### 依頼内容 1
記録のうち、「of the ceramic」を含む行から始まり「x=300, y=423」を含む行で終わる範囲（両端の行を含む）を、空行を除いて番号付きリストに変換してください。
### 依頼内容 2
映画柄の着物の展示についての引用文を、最後の文の後から書き継いでください。

### 引用文
——————
最後に草原先生から展示についての解説を。「15年ぐらい前に女性の間で古布を使ったパッチワークが流行しました。乾さんと話をしていて『私たちが今これを買わないと、みんな切り刻まれてしまう』という危機感が大きかった。今回の展示では1930年前後のものがほとんど。戦争柄は黒歴史ということで着物業界では歴史として扱われてこなかった。フータモ先生が編集したメディア考古学の本に1932年に発売された“ベビー・トーキー”という和製ゾートロープについて書いたが、1930年前後はサイレントからトーキーにかわる時代でレコード産業が盛んになった。展示している着物の中には楽譜を描いたものもある。1923年関東大震災で、東京の映画会社は京都に移り、1930年頃は京都が映画の中心だった。撮影場所は川沿いが多く、友禅のデザイナーさんたちは撮影風景をしょっちゅう見ていたのだろう。見ていなければ描けないだろうデザインがたくさんある。稲畑勝太郎が繊維産業のために京都から公費で送られて、フランスのリヨンで学び映画を持ち帰った。映画柄の着物があるのは、友禅と映画が同じ時期に栄えていたこと、稲畑がその両方に関わっていたからこそで、偶然ではないように思える。映画と音楽とファッションが繋がっていたーこうしたことが今まで言われていなかったので、そのことを今回の展覧会で伝えたかった」と話されました。
——————
### 提供資料
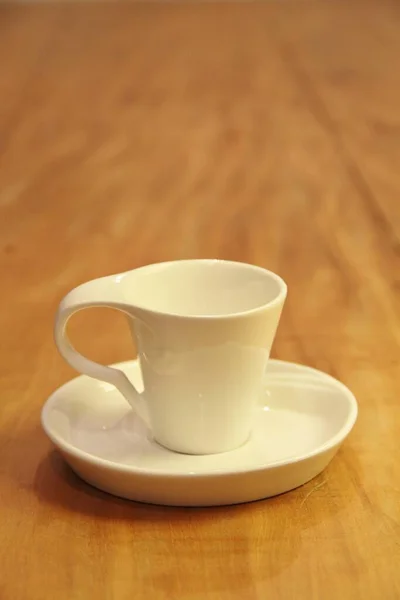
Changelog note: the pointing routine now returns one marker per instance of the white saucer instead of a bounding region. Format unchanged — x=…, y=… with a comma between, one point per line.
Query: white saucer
x=304, y=417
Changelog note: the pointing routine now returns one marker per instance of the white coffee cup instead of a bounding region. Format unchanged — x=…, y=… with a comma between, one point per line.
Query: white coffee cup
x=204, y=329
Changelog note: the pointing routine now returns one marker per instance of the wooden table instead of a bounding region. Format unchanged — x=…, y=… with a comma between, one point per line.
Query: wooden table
x=265, y=132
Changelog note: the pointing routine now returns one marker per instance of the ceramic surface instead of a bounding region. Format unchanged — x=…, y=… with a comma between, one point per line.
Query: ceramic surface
x=204, y=329
x=300, y=423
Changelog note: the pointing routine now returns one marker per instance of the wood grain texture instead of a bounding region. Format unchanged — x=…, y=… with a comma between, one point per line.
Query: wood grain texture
x=265, y=132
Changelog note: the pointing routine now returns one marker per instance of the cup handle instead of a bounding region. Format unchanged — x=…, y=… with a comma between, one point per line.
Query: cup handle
x=92, y=294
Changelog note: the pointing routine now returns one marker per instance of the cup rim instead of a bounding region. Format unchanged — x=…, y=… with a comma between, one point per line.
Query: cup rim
x=216, y=317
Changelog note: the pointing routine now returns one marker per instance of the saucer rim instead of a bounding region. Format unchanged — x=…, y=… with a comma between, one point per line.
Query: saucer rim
x=330, y=444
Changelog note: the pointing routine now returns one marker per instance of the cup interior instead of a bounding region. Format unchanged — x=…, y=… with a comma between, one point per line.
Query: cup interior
x=203, y=288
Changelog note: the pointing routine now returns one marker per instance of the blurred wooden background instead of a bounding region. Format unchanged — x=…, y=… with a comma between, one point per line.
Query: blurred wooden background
x=265, y=132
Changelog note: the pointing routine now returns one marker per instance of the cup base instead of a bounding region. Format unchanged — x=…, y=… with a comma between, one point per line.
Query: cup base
x=301, y=421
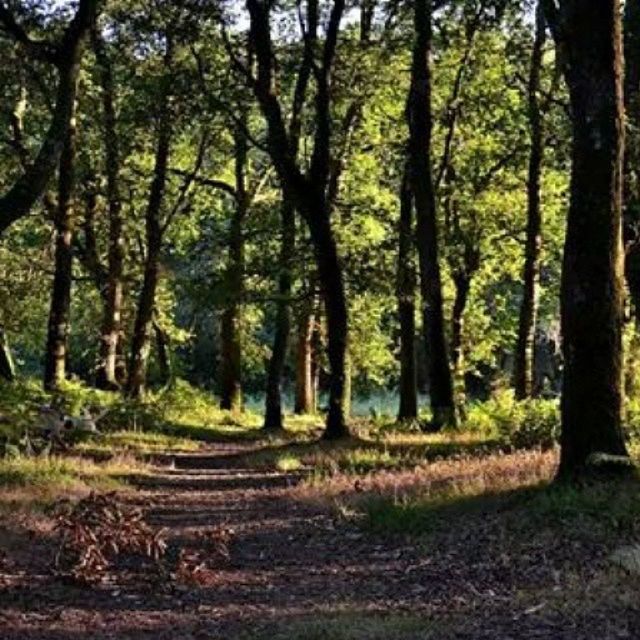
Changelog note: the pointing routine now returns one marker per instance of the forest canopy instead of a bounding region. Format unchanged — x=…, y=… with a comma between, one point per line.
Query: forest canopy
x=308, y=204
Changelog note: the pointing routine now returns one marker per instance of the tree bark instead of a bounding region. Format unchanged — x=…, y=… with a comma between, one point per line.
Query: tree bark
x=163, y=351
x=420, y=128
x=525, y=347
x=462, y=283
x=335, y=303
x=140, y=342
x=110, y=374
x=406, y=290
x=56, y=354
x=309, y=190
x=589, y=34
x=231, y=330
x=305, y=388
x=7, y=367
x=273, y=410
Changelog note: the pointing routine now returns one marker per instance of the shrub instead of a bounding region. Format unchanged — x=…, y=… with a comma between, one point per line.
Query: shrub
x=523, y=424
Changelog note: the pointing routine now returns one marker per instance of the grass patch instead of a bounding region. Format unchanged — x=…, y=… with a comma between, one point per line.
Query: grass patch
x=288, y=462
x=355, y=626
x=593, y=512
x=45, y=479
x=135, y=442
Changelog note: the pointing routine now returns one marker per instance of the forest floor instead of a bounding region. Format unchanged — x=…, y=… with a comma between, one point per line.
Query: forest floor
x=467, y=547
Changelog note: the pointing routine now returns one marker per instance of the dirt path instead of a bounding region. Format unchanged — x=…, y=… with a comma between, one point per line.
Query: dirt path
x=296, y=570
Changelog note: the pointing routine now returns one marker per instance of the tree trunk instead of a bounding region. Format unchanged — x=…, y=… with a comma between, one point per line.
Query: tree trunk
x=7, y=367
x=273, y=409
x=592, y=277
x=420, y=128
x=231, y=330
x=525, y=347
x=163, y=351
x=140, y=342
x=333, y=292
x=108, y=375
x=462, y=283
x=406, y=289
x=305, y=394
x=55, y=369
x=18, y=200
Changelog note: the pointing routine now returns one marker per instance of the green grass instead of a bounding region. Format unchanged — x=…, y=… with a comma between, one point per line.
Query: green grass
x=355, y=626
x=135, y=442
x=45, y=479
x=594, y=512
x=288, y=462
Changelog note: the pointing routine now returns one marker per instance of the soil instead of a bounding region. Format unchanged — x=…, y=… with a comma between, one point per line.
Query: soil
x=295, y=563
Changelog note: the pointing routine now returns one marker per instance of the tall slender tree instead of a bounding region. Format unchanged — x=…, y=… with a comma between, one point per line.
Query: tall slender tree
x=309, y=190
x=55, y=366
x=419, y=117
x=110, y=369
x=524, y=355
x=231, y=329
x=140, y=341
x=405, y=292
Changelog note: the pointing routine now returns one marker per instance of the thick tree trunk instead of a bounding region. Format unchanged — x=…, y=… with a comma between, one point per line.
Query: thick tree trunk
x=420, y=127
x=524, y=356
x=406, y=291
x=592, y=277
x=231, y=329
x=108, y=375
x=305, y=389
x=273, y=408
x=55, y=367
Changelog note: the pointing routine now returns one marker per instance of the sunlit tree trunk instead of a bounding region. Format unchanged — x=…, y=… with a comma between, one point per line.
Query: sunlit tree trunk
x=273, y=410
x=140, y=341
x=305, y=388
x=406, y=291
x=420, y=128
x=7, y=367
x=231, y=329
x=56, y=354
x=525, y=347
x=110, y=374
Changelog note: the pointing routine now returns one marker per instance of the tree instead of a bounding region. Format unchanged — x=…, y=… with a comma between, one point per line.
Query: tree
x=55, y=368
x=406, y=287
x=589, y=42
x=66, y=56
x=231, y=334
x=524, y=354
x=419, y=119
x=110, y=369
x=309, y=190
x=154, y=230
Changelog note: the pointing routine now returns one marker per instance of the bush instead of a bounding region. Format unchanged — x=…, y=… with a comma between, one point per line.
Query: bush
x=523, y=424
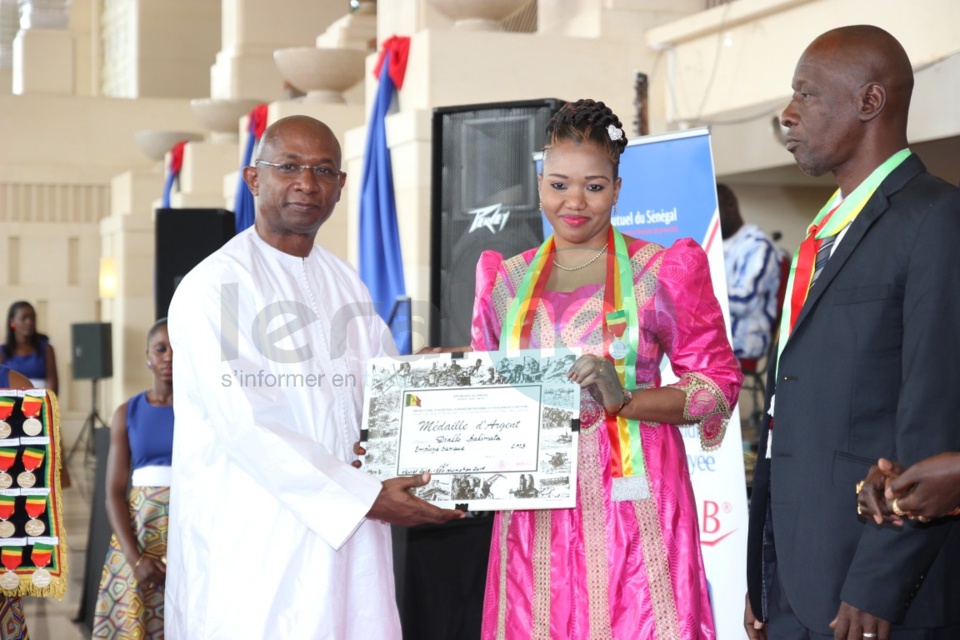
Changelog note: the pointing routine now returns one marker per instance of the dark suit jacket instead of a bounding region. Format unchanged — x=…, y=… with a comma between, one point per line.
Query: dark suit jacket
x=872, y=369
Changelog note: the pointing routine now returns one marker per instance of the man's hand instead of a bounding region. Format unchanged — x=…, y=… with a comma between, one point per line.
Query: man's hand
x=928, y=489
x=853, y=624
x=871, y=502
x=396, y=505
x=756, y=630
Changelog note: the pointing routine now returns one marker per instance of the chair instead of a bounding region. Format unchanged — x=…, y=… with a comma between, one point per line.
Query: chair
x=755, y=369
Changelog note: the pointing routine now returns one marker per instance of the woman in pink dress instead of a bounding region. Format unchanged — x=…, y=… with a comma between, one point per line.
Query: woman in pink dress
x=625, y=562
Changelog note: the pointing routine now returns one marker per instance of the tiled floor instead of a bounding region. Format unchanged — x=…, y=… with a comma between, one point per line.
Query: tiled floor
x=48, y=618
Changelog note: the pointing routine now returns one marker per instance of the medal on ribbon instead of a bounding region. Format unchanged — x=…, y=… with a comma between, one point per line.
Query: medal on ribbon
x=11, y=558
x=7, y=458
x=616, y=324
x=40, y=556
x=31, y=407
x=7, y=504
x=32, y=458
x=6, y=408
x=35, y=507
x=621, y=324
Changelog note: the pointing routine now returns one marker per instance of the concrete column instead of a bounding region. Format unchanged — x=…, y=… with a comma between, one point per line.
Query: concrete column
x=43, y=48
x=252, y=31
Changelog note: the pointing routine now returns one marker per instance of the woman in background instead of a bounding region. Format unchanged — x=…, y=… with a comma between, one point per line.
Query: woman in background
x=625, y=562
x=130, y=603
x=26, y=351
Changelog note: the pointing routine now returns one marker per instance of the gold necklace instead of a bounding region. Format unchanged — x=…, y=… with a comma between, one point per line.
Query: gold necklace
x=585, y=264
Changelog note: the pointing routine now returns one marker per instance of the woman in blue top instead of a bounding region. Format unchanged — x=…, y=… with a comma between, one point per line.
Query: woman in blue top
x=130, y=603
x=26, y=351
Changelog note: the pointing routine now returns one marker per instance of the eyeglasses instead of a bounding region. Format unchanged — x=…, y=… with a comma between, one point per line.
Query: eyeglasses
x=290, y=170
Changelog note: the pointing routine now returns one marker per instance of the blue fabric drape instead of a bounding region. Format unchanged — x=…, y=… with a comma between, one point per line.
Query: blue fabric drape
x=168, y=187
x=243, y=204
x=381, y=264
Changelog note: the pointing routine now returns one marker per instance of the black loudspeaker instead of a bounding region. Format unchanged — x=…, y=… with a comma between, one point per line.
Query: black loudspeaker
x=484, y=197
x=92, y=350
x=184, y=237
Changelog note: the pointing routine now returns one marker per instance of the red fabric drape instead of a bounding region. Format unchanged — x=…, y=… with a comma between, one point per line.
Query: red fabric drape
x=399, y=48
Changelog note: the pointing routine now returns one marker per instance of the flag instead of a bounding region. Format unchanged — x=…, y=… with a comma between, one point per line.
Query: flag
x=381, y=264
x=243, y=204
x=173, y=173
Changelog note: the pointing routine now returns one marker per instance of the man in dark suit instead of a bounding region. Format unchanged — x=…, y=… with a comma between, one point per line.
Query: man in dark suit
x=868, y=365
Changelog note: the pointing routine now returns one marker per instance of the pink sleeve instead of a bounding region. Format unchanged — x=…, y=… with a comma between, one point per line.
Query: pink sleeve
x=485, y=326
x=696, y=339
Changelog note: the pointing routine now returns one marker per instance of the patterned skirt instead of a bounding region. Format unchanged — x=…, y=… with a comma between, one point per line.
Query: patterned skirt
x=125, y=609
x=12, y=624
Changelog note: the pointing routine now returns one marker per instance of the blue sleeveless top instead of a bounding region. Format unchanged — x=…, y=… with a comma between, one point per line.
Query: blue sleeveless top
x=33, y=366
x=150, y=433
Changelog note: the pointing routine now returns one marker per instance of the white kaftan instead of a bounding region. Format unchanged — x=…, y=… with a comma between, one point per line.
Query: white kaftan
x=268, y=537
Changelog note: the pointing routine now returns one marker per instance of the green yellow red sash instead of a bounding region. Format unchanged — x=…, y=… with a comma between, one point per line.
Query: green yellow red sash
x=620, y=322
x=830, y=221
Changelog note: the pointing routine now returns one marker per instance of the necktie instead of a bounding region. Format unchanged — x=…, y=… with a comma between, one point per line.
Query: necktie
x=823, y=254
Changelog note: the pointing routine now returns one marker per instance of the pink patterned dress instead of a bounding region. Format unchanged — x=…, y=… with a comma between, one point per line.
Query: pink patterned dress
x=614, y=569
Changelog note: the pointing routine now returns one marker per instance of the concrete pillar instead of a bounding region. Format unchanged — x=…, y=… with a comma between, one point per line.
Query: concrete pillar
x=43, y=49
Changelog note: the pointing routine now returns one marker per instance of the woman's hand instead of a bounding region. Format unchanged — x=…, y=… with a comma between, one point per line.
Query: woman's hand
x=598, y=376
x=150, y=572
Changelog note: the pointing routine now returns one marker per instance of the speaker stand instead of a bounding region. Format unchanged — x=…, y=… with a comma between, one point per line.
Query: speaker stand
x=86, y=432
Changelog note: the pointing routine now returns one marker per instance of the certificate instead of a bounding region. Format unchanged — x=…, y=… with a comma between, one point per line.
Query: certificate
x=495, y=432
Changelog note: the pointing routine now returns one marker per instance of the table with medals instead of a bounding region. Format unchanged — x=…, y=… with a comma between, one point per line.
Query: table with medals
x=32, y=540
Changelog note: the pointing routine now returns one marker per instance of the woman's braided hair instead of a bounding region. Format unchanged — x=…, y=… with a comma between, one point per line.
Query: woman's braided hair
x=587, y=120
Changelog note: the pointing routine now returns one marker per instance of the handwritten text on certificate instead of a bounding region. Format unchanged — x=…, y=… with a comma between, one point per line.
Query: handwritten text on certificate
x=477, y=429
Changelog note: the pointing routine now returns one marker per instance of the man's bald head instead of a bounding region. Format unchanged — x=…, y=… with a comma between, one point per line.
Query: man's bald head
x=863, y=54
x=295, y=126
x=851, y=97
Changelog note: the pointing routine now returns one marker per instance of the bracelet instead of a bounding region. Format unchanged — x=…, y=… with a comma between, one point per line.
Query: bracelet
x=627, y=397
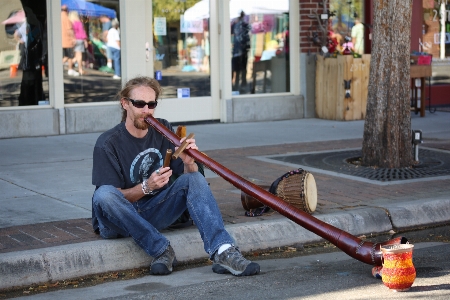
——————
### 出力結果 1
1. Changelog note: the pointing routine now returns one marker per instance of the ceramic surface instead of a bounding region. Format unchanged — x=…, y=… with a comma between, one point per line.
2. Query: ceramic surface
3. x=204, y=329
4. x=300, y=423

### 出力結果 2
草原先生と永本さんとの出会いの場になったことで、お二人が今後連携して更なる「メディアとしての着物」研究が発展することを期待しています‼

当館恒例の集合写真。皆様長時間お付き合いくださいまして誠にありがとうございました。こうして大勢の皆さんと新年最初のスタートを切ることが出来て大変嬉しく思っています。今年は私どもにとって活動の仕上げの時期と思っています。お互いに健康に気を付け乍ら、手ごたえを感じられる一年にしていきましょう‼

下手なお節もどきを作り、お客様からの差し入れもあって、賑やかに乾杯を。この後も延々と久しぶりの懇親会を楽しみました。コロナ禍でずっと自粛していましたが、こうした場はやはり何物にも代えられない良い時間です。

真ん中のイラストは岩井俊雄さんと奥様の絵本作家田中清代さんに描いて貰いました。皆様、ありがとうございました‼

団欒の風景から当館らしいものを。1928(昭和3)年の御大礼を記録した映像にも映っている“高密”のカメラ(日本映画最初期に日本の職人が作った木製カメラ)を取り出して、如何に良くできたカメラか説明している場面。

手回しのおもちゃ映写機で映写体験をして貰っているところ。フータモ先生も興味津々の様子で。にぎやかな新春の集いでした。来館いただいた皆様に心から御礼を申し上げます。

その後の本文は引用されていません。